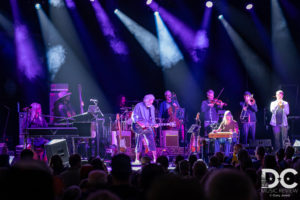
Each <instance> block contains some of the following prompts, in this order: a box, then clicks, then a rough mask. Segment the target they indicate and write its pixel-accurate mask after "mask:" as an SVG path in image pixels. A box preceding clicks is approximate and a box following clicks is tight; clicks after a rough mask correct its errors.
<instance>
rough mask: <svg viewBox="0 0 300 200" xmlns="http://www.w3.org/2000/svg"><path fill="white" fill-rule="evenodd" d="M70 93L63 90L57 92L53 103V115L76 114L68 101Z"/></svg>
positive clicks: (57, 119)
mask: <svg viewBox="0 0 300 200" xmlns="http://www.w3.org/2000/svg"><path fill="white" fill-rule="evenodd" d="M71 94H72V93H69V92H65V91H62V92H60V93H58V98H57V100H56V101H55V103H54V116H56V117H65V118H69V117H72V116H74V115H76V113H75V111H74V109H73V107H72V105H71V102H70V100H71ZM55 121H56V122H59V121H61V118H55Z"/></svg>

___

Rewrite all the items above with each "rough mask" replaced by "coarse mask", changing nothing else, and omit the pictures.

:: Solution to this exercise ::
Each <instance> block contains some of the following prompts, in this order: a box, then clicks, then a coarse mask. Segment the target they indicate and write its pixel-accurate mask after "mask:" as an SVG path in image pixels. A box preceding clicks is approximate and a box following clicks is tight; clicks after a coarse mask correct its errors.
<instance>
coarse mask: <svg viewBox="0 0 300 200" xmlns="http://www.w3.org/2000/svg"><path fill="white" fill-rule="evenodd" d="M70 93L63 90L57 92L53 103V115L76 114L68 101Z"/></svg>
positive clicks: (57, 119)
mask: <svg viewBox="0 0 300 200" xmlns="http://www.w3.org/2000/svg"><path fill="white" fill-rule="evenodd" d="M71 94H72V93H69V92H65V91H62V92H60V93H58V98H57V100H56V101H55V103H54V116H56V117H65V118H69V117H72V116H74V115H76V113H75V111H74V109H73V107H72V105H71V102H70V100H71ZM55 121H56V122H59V121H61V118H55Z"/></svg>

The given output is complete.